What to produce:
Count the lines in the items below that contain the string "building", with case counting. Reply with the number only.
+--
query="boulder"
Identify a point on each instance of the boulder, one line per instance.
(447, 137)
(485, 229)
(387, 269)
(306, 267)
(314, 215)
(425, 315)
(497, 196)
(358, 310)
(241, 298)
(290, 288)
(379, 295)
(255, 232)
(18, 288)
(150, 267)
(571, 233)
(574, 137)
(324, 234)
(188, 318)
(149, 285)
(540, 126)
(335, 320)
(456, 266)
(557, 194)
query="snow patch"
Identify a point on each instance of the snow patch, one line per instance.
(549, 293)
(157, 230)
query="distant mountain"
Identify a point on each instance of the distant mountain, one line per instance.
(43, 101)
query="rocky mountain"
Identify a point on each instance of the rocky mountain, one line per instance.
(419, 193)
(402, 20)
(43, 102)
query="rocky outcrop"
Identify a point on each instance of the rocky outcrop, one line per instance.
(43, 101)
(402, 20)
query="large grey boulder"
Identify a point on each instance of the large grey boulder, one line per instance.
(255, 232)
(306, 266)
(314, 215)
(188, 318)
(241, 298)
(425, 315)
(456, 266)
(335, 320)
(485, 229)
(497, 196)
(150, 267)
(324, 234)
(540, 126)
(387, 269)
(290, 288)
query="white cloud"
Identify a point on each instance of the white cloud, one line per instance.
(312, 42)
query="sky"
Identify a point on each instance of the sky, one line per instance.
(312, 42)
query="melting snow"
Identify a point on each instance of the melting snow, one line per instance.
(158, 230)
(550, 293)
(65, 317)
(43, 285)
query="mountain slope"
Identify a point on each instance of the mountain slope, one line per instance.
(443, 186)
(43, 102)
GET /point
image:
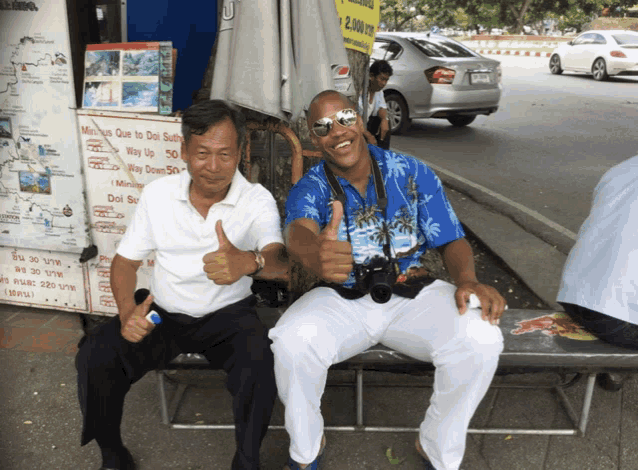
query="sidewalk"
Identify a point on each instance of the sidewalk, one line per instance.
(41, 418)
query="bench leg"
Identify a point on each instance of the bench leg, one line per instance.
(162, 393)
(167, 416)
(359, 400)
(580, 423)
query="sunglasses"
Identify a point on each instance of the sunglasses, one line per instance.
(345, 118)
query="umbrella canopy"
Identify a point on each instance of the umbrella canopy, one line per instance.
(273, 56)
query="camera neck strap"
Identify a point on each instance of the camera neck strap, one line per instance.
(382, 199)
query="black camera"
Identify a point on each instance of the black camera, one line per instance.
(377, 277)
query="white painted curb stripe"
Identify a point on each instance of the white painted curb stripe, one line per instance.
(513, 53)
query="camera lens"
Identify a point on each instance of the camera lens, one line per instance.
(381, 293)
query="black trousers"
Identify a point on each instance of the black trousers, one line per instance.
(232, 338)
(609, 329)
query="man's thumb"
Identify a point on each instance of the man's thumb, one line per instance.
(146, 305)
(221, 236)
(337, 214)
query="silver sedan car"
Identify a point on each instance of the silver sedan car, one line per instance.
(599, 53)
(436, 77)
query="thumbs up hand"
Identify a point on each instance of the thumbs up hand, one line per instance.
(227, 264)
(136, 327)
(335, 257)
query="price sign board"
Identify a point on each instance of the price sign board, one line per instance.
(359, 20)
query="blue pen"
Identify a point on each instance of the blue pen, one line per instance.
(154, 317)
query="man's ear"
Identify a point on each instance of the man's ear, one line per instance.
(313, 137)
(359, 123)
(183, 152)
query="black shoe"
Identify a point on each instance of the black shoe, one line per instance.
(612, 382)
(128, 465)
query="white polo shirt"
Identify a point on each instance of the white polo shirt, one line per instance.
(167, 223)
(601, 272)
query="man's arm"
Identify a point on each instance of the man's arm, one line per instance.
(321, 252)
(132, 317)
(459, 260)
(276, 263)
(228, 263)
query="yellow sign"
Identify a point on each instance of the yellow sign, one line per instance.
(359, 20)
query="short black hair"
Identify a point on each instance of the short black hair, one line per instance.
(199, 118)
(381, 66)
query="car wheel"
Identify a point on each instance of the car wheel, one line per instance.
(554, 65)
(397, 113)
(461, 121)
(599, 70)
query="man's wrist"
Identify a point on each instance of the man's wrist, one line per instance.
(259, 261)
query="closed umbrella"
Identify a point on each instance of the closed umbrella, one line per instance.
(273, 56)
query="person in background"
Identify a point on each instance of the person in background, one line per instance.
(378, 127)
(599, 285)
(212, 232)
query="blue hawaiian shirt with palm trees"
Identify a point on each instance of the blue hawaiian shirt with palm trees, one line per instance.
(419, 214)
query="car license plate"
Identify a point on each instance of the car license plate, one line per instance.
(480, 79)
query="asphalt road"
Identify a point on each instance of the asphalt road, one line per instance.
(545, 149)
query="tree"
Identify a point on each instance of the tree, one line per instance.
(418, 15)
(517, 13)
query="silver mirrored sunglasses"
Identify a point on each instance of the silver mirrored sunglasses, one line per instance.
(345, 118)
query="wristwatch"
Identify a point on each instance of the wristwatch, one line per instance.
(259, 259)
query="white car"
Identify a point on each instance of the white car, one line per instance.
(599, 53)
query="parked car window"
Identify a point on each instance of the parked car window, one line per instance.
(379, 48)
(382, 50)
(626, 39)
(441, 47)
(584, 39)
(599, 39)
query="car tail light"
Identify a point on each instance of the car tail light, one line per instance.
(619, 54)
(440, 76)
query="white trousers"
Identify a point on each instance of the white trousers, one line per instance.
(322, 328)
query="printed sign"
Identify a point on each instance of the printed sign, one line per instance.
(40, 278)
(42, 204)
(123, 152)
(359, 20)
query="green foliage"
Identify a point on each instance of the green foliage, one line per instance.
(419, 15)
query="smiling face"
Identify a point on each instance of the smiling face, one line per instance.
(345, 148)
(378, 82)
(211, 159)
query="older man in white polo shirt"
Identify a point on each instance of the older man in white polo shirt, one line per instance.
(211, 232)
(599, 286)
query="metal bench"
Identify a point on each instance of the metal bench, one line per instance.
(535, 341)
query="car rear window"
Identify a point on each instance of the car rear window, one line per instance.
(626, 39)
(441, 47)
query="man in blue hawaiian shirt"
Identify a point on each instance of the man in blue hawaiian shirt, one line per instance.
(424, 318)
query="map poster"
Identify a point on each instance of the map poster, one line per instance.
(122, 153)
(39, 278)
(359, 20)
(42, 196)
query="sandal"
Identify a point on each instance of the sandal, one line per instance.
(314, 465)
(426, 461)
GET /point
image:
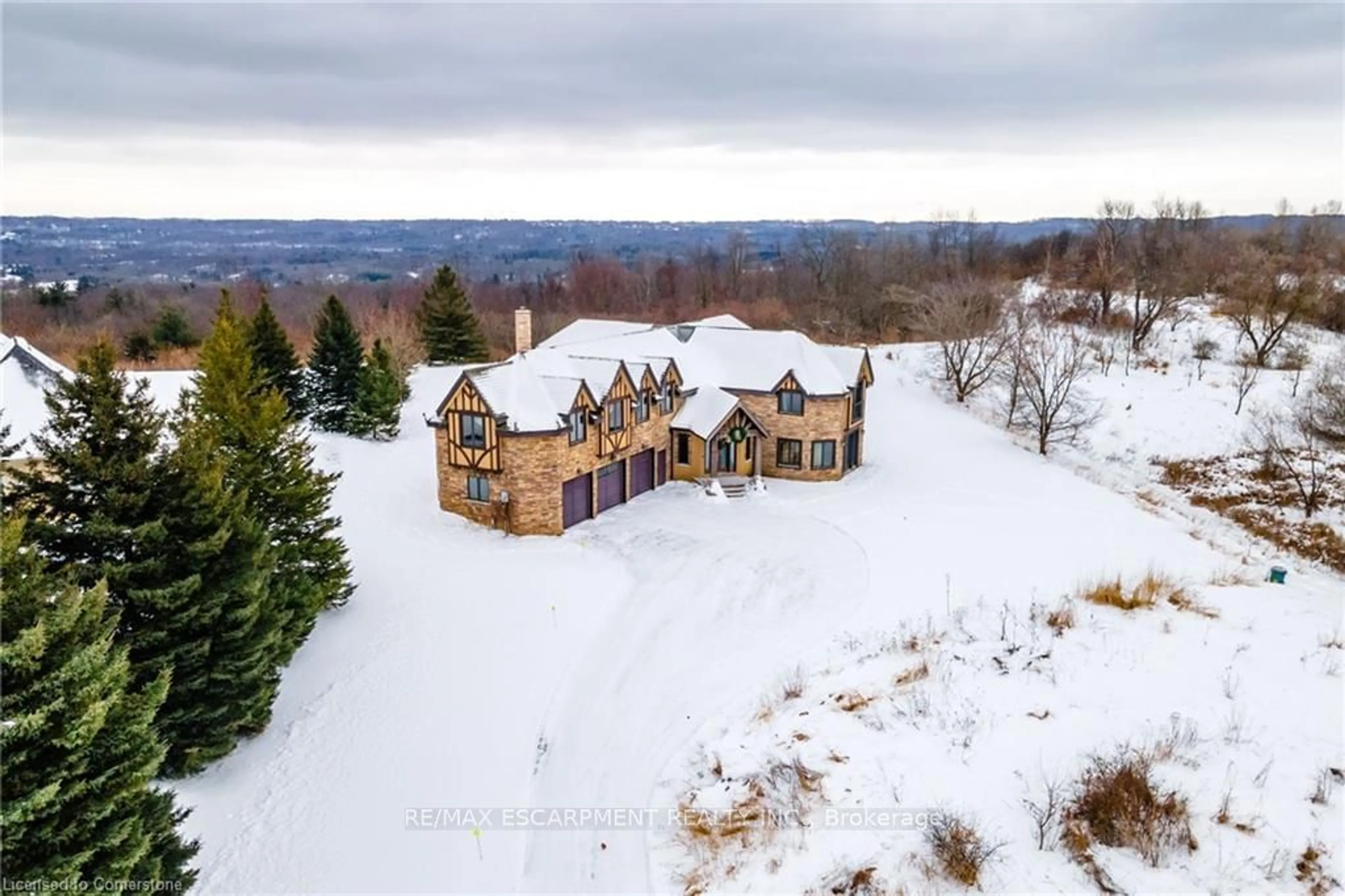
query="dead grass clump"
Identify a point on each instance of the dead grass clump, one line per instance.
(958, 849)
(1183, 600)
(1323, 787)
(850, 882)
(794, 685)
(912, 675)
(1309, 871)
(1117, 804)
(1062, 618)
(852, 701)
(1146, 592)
+--
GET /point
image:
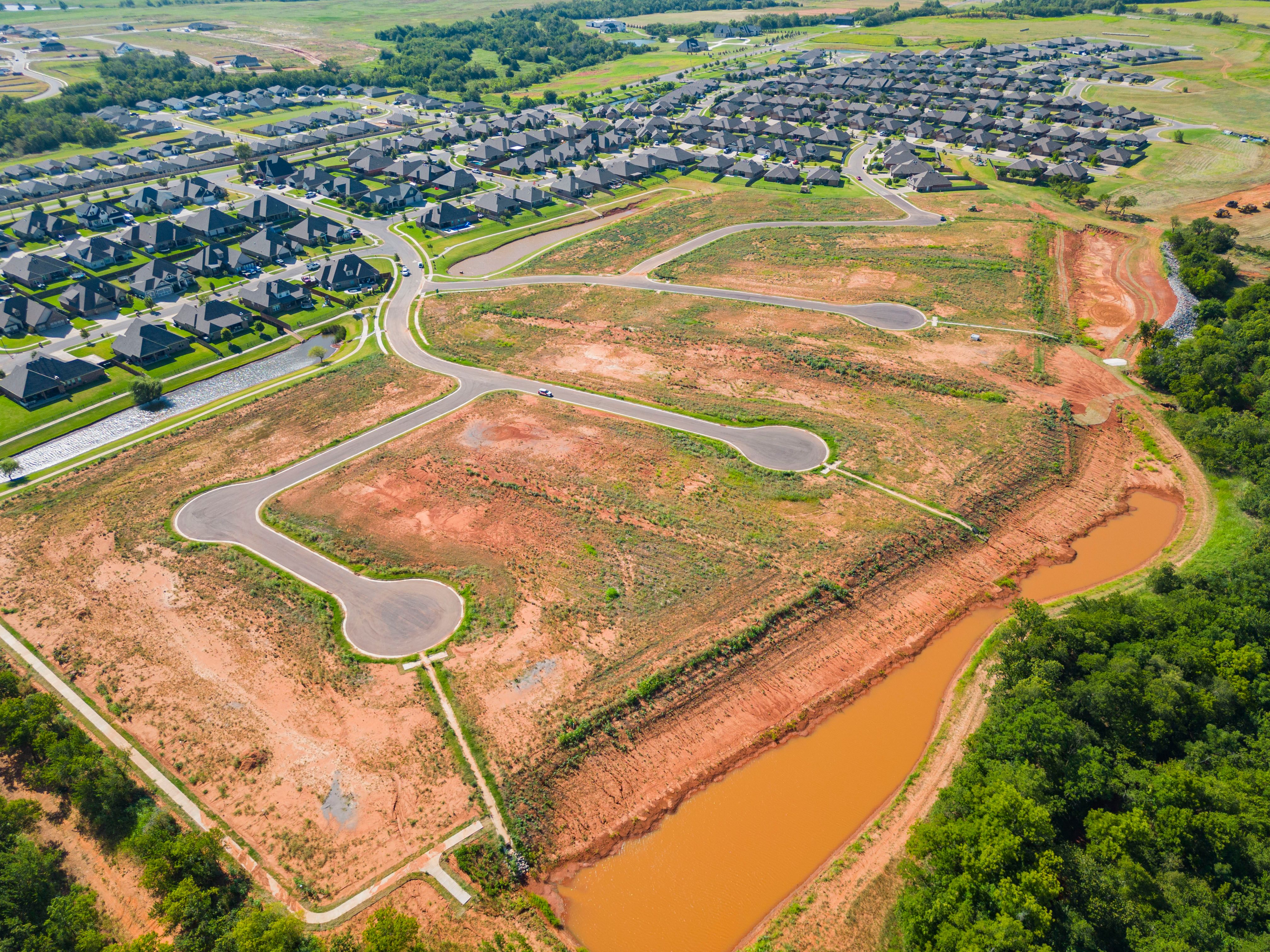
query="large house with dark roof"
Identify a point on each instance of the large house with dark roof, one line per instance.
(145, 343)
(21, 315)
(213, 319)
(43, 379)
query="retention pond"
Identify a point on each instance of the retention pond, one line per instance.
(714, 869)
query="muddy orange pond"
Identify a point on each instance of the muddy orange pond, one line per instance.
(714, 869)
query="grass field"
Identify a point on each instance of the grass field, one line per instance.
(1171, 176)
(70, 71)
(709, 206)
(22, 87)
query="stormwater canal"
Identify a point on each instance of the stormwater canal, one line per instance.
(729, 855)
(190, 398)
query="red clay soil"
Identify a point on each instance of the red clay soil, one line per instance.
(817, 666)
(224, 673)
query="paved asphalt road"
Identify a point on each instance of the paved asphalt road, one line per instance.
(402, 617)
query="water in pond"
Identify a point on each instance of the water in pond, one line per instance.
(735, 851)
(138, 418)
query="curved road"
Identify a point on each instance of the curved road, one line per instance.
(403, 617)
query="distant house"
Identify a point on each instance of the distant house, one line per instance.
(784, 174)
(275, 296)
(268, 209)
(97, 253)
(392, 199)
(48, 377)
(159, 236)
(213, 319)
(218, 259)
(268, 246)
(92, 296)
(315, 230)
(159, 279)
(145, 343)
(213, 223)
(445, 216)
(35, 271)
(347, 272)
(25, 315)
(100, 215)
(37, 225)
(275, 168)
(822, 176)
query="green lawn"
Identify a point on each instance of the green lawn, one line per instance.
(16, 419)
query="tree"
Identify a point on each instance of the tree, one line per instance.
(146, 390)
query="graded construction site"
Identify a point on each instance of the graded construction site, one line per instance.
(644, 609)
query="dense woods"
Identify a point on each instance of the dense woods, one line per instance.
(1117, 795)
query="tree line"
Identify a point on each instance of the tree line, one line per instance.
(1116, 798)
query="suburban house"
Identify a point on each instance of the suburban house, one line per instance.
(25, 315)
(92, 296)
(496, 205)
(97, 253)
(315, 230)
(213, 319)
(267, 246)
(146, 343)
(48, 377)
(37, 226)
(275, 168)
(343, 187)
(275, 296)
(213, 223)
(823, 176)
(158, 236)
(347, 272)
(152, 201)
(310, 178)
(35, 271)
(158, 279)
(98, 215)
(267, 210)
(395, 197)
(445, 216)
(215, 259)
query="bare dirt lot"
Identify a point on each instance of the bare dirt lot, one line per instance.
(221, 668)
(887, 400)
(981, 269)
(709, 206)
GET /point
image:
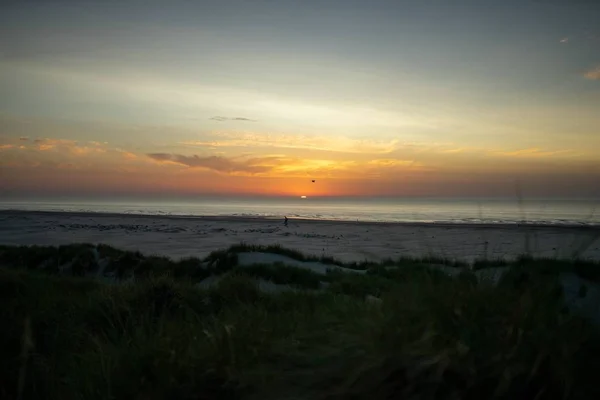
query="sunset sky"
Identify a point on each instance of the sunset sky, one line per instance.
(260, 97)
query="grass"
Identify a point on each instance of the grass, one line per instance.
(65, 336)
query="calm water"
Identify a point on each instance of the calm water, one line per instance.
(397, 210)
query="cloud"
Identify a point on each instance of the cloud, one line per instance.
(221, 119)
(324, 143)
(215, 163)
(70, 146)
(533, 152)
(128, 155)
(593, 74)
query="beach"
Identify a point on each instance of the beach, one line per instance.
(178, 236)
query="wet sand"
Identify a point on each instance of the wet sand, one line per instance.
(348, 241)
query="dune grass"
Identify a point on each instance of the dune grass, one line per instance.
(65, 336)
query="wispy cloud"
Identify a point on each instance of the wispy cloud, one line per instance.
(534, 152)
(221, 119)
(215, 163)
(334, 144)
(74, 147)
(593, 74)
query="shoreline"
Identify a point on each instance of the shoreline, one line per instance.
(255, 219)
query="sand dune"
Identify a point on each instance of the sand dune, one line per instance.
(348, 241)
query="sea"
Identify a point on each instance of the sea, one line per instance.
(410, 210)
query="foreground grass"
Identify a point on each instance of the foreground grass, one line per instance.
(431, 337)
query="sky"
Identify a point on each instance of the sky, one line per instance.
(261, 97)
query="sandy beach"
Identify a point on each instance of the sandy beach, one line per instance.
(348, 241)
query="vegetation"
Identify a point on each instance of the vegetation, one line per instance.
+--
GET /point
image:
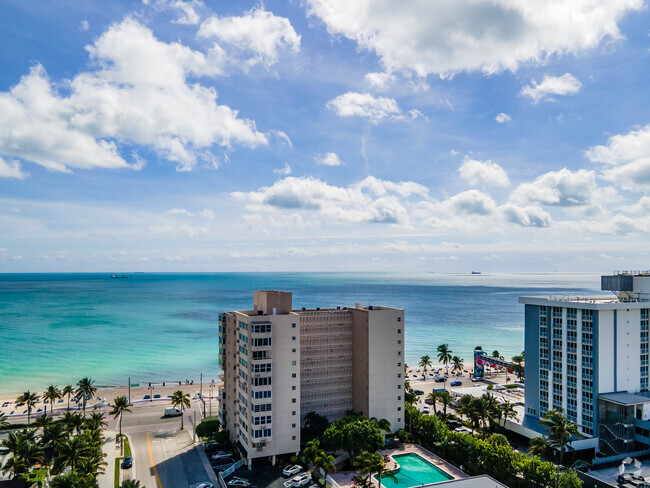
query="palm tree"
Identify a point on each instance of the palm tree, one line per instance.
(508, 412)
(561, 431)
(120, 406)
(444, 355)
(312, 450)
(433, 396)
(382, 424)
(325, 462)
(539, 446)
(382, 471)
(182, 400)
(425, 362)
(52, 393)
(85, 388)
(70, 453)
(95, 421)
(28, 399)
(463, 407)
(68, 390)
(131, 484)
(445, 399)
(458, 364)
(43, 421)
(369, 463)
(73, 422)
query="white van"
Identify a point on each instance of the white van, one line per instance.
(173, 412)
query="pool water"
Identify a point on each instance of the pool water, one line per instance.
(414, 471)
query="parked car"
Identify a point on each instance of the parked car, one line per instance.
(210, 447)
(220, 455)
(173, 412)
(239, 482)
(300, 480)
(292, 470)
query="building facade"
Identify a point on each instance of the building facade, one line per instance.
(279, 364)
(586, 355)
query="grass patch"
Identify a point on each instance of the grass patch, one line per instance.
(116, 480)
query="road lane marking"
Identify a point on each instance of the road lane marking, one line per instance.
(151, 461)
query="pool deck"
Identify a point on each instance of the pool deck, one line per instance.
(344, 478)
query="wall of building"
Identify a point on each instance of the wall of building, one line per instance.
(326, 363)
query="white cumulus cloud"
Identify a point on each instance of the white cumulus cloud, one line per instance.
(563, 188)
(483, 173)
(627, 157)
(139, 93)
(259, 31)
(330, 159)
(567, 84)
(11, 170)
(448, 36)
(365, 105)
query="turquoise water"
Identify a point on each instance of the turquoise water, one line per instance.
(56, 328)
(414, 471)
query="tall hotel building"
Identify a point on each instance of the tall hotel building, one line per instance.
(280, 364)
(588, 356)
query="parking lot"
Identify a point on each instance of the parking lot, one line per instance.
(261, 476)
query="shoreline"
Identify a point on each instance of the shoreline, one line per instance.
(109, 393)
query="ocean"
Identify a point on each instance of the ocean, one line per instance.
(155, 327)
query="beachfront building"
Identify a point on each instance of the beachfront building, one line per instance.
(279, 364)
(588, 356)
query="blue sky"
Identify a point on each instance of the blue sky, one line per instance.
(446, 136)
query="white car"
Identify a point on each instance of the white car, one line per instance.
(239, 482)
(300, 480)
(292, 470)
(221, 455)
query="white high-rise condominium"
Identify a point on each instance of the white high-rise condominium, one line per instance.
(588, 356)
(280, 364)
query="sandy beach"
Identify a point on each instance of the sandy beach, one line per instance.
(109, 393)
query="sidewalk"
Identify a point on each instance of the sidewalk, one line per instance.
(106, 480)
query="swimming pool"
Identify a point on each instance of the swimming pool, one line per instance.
+--
Task result:
8